Zadanie pisemne 1 — Oceń, czy poniższe stwierdzenia zgadzają się z tekstem o ataku na festiwal w Birmie, odpowiadając tak lub nie i cytując rozstrzygające słowa tekstu: (a) bomby zrzucono na tłum z motoparalotni; (b) festiwal odbywał się w gminie Chuang U na południu Birmy; (c) Ludowe Siły Obrony zdążyły zakończyć zgromadzenie przed nadlotem motoparalotni.
Zadanie pisemne 2 — Kontynuuj tekst o ataku na festiwal w Birmie od miejsca, w którym się urywa.

Motoparalotniarz zrzucił bomby na uczestników festiwalu, nie żyją 24 osoby

Festiwal w Mjanmie w 2019 roku
Mjanma. Akcja niszczenia narkotyków w Rangunie (26.06.2025)
Źródło: PAP/EPA/NYEIN CHAN NAING
Co najmniej 24 osoby nie żyją, a niemal 50 zostało rannych podczas buddyjskiego festiwalu w Birmie (Mjanmie). Na tłum zrzucono dwie bomby z przelatującej nad zgromadzonymi motoparalotni - poinformował rzecznik rządu na uchodźstwie w rozmowie z BBC.
Kluczowe fakty:
  • Od puczu wojskowego w 2021 roku w Birmie trwa krwawa wojna domowa.
  • Armia rządowa regularnie dokonuje nalotów i bombardowań również na ludność cywilną.
  • W poniedziałkowym ataku zginęło kilkadziesiąt osób, w tym dzieci.

Do zdarzenia doszło w poniedziałek wieczorek. Około setki osób zebrało się w gminie Chuang U w środkowej Birmie (Mjanmie) z okazji święta narodowego na festiwalu buddyjskim. Festiwal był zarazem też protestem przeciwko wojskowemu rządowi, czyli juncie, która w 2021 roku obaliła demokratycznie wybrane władze.

Bomby z motoparalotni

Gmina, w której doszło do poniedziałkowego ataku, znajduje się w regionie kluczowym w wojnie domowej. Jego znaczna część znajduje się pod kontrolą ochotniczych oddziałów partyzanckich znanych jako Ludowe Siły Obrony (PDF), które kierują również lokalną administracją. Urzędnik lokalnych Sił Obrony poinformował BBC, że podczas poniedziałkowego zgromadzenia otrzymali informację o potencjalnym ataku powietrznym i próbowali szybko zakończyć zgromadzenie, ale nim się to udało przyleciała motoparalotnia.

[Wiersze wskazujące]
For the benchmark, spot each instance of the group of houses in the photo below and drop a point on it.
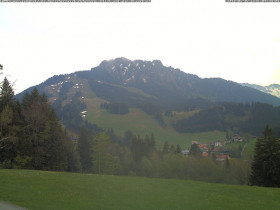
(217, 148)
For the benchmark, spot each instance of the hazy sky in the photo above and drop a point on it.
(234, 41)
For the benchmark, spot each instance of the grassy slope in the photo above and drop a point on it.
(141, 124)
(53, 190)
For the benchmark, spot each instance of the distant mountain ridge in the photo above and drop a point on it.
(169, 87)
(273, 89)
(125, 94)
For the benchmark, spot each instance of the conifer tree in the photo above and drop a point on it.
(84, 150)
(266, 164)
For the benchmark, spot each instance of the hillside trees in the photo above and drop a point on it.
(31, 135)
(84, 150)
(266, 164)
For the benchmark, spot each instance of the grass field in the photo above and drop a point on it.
(57, 190)
(141, 124)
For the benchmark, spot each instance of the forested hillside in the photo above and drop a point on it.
(166, 98)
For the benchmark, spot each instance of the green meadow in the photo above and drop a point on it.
(61, 190)
(141, 124)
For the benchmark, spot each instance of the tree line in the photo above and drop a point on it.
(31, 137)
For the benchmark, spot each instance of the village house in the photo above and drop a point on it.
(185, 152)
(222, 157)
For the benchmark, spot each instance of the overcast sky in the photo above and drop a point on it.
(234, 41)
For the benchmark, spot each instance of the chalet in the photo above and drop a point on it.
(185, 152)
(203, 147)
(237, 138)
(222, 157)
(204, 154)
(218, 144)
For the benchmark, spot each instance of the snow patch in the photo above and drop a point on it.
(144, 80)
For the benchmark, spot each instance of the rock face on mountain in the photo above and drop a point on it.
(156, 93)
(136, 81)
(273, 89)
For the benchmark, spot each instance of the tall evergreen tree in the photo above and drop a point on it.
(84, 150)
(195, 151)
(266, 164)
(7, 94)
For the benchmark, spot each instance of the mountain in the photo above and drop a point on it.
(146, 96)
(273, 89)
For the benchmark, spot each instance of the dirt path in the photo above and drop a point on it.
(6, 206)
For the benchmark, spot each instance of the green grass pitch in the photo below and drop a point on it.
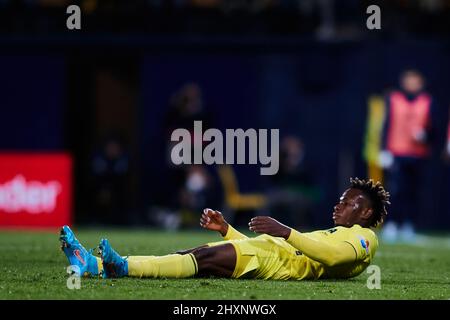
(33, 267)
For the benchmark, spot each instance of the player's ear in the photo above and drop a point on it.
(367, 213)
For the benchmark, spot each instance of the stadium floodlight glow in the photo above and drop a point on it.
(235, 139)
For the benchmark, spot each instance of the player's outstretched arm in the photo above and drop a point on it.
(214, 220)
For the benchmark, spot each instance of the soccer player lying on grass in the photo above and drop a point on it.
(280, 253)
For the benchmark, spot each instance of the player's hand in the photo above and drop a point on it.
(270, 226)
(213, 220)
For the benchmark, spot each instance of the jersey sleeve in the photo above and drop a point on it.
(330, 254)
(363, 244)
(233, 234)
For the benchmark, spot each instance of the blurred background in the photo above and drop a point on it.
(108, 96)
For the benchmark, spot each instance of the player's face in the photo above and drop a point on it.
(347, 212)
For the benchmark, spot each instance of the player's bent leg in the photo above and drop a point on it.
(114, 266)
(191, 250)
(84, 260)
(216, 260)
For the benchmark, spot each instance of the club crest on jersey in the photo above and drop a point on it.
(364, 243)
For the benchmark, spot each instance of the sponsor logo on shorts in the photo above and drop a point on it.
(364, 243)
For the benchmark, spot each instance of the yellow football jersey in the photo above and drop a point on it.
(338, 252)
(343, 263)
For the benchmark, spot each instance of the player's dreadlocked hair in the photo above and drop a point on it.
(377, 195)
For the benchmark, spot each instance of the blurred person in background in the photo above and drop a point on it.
(110, 172)
(292, 192)
(407, 133)
(193, 183)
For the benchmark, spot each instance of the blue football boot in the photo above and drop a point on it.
(114, 266)
(84, 261)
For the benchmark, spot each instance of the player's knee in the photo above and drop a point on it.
(205, 257)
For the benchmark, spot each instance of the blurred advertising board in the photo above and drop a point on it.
(35, 189)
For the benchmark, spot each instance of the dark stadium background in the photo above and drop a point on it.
(65, 90)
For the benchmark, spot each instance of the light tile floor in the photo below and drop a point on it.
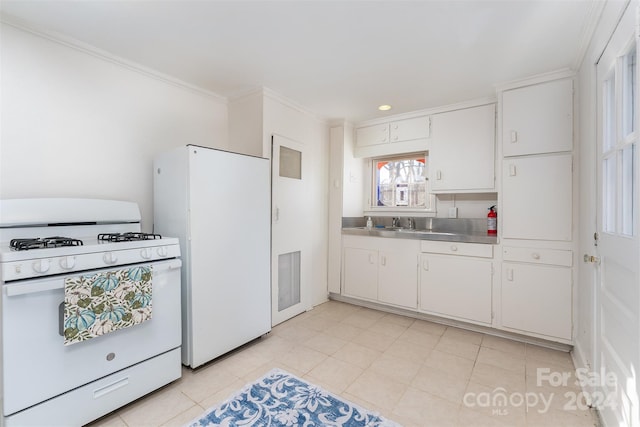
(414, 372)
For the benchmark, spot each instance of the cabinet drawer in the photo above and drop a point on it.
(457, 248)
(538, 256)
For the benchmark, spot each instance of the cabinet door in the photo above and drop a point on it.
(462, 152)
(405, 130)
(538, 118)
(398, 278)
(537, 198)
(456, 286)
(360, 273)
(537, 298)
(372, 135)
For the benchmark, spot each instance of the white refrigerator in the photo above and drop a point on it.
(218, 204)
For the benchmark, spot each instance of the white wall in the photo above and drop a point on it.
(284, 118)
(246, 124)
(77, 124)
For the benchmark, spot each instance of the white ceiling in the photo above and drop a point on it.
(338, 59)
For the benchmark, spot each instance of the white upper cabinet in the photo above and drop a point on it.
(462, 154)
(409, 129)
(372, 135)
(538, 118)
(394, 137)
(537, 197)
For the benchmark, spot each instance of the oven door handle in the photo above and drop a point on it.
(47, 285)
(32, 288)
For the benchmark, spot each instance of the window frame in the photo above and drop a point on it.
(370, 209)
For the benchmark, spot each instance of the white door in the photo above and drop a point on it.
(617, 294)
(290, 246)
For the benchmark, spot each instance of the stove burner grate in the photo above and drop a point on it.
(45, 242)
(127, 237)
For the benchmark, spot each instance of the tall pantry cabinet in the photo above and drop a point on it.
(536, 295)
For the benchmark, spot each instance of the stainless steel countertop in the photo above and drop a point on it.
(405, 233)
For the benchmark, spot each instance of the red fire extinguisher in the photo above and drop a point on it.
(492, 221)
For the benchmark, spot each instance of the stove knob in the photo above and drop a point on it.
(68, 262)
(109, 258)
(41, 265)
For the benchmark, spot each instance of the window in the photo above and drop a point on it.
(400, 182)
(619, 140)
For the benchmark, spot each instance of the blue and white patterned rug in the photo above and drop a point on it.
(282, 399)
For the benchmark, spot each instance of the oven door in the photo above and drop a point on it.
(36, 363)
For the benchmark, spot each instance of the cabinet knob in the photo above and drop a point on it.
(591, 258)
(510, 274)
(514, 136)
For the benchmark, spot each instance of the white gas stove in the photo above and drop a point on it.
(48, 244)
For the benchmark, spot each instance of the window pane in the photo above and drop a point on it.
(629, 92)
(627, 196)
(609, 194)
(401, 182)
(290, 163)
(608, 113)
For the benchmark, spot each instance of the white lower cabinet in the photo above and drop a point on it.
(360, 273)
(537, 299)
(457, 286)
(536, 296)
(381, 270)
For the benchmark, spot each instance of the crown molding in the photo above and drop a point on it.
(104, 55)
(538, 78)
(588, 31)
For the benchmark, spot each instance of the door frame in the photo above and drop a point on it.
(301, 244)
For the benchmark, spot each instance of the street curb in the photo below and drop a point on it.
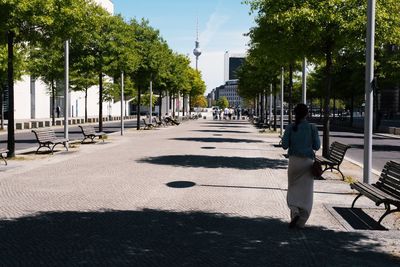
(361, 165)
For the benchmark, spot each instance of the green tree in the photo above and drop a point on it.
(223, 102)
(20, 21)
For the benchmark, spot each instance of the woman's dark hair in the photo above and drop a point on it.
(300, 112)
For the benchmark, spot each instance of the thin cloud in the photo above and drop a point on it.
(214, 23)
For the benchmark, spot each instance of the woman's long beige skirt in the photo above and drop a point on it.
(300, 188)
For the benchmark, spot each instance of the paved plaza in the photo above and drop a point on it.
(204, 193)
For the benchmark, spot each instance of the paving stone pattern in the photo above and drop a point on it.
(205, 193)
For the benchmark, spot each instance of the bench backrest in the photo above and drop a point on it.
(87, 129)
(44, 136)
(337, 151)
(389, 181)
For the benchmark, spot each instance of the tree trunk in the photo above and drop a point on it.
(160, 104)
(173, 106)
(86, 105)
(190, 104)
(2, 108)
(184, 106)
(275, 102)
(325, 143)
(100, 101)
(334, 109)
(290, 92)
(53, 103)
(262, 107)
(10, 78)
(352, 110)
(321, 108)
(138, 110)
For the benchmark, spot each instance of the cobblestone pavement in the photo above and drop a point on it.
(205, 193)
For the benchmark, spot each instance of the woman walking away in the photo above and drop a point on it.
(302, 139)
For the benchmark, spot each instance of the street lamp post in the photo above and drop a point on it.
(369, 77)
(122, 103)
(282, 85)
(66, 102)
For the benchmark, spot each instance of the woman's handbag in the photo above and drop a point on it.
(316, 169)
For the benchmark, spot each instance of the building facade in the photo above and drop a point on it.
(232, 62)
(32, 98)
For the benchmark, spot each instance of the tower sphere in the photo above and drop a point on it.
(197, 51)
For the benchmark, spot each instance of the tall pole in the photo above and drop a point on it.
(66, 91)
(122, 103)
(369, 76)
(151, 102)
(282, 93)
(10, 83)
(270, 103)
(304, 86)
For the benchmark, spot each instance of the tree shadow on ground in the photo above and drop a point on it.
(216, 140)
(378, 147)
(197, 161)
(220, 131)
(361, 137)
(223, 126)
(164, 238)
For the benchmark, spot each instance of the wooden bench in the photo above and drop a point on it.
(3, 151)
(47, 138)
(147, 126)
(158, 122)
(89, 132)
(386, 190)
(171, 121)
(335, 157)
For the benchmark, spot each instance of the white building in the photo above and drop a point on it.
(32, 98)
(232, 61)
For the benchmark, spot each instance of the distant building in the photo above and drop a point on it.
(32, 99)
(228, 90)
(232, 63)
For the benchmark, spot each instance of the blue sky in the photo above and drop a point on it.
(222, 24)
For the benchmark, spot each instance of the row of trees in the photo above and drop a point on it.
(33, 33)
(331, 35)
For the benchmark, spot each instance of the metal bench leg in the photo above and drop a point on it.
(387, 212)
(40, 146)
(5, 161)
(340, 173)
(52, 149)
(354, 201)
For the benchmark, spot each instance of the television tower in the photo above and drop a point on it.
(197, 50)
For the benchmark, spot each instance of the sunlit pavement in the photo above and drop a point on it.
(205, 193)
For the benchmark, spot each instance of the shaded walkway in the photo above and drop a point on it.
(163, 238)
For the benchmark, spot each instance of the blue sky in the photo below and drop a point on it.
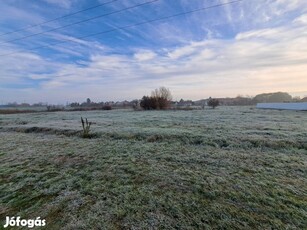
(240, 48)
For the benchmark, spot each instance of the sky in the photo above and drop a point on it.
(124, 49)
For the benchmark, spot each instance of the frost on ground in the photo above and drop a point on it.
(227, 168)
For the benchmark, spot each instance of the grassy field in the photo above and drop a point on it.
(228, 168)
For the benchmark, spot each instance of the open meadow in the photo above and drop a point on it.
(227, 168)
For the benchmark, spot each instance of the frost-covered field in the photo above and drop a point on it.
(232, 167)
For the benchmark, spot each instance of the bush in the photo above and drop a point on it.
(160, 99)
(213, 102)
(107, 107)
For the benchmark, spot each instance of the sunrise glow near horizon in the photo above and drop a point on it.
(242, 48)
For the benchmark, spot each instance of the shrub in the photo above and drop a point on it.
(159, 99)
(213, 102)
(107, 107)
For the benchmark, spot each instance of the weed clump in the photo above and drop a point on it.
(86, 128)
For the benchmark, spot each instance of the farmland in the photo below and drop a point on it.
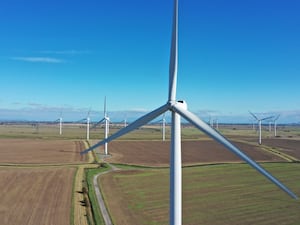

Odpowiedź pisemna 1 —
(a) Tak: „Na tłum zrzucono dwie bomby z przelatującej nad zgromadzonymi motoparalotni”.
(b) Nie: „w gminie Chuang U w środkowej Birmie (Mjanmie)”.
(c) Nie: „próbowali szybko zakończyć zgromadzenie, ale nim się to udało przyleciała motoparalotnia”.

Odpowiedź pisemna 2 —
Wszystko wydarzyło się w zaledwie kilka minut - poinformował urzędnik. Eksplozja zraniła go w nogę, widział też jak kilka osób obok niego zginęło. Mieszkańcy przekazali BBC, że siła wybuchów była tak duża, że ciężko było zidentyfikować ciała niektórych ofiar.

Wojna domowa w Birmie

Od kiedy wojsko przejęło władzę w Mjanmie w 2021 roku i zaczęła się wojna domowa, zginęło tysiące ludzi, a miliony przesiedlono. Po utracie kontroli nad ponad połową kraju, armia w ostatnich tygodniach znów odnosi znaczące sukcesy m.in. dzięki nalotom i bombardowaniom.

W poniedziałek zorganizowano czuwanie przy świecach, które jednocześnie było pokojowym protestem przeciwko poborowi do wojska przez juntę oraz zaplanowanym na grudzień wyborom w kraju, które zdaniem krytyków nie będą uczciwe. Domagano się również uwolnienia więźniów politycznych, w tym Aung San Suu Kyi, demokratycznie wybranej przywódczyni, która została obalona podczas zamachu stanu i uwięziona.

W oświadczeniu wydanym we wtorek organizacja Amnesty International stwierdziła, że ​​wykorzystywanie przez juntę paralotni z napędem silnikowym do ataków to "niepokojący trend", który nasila się w birmańskim konflikcie.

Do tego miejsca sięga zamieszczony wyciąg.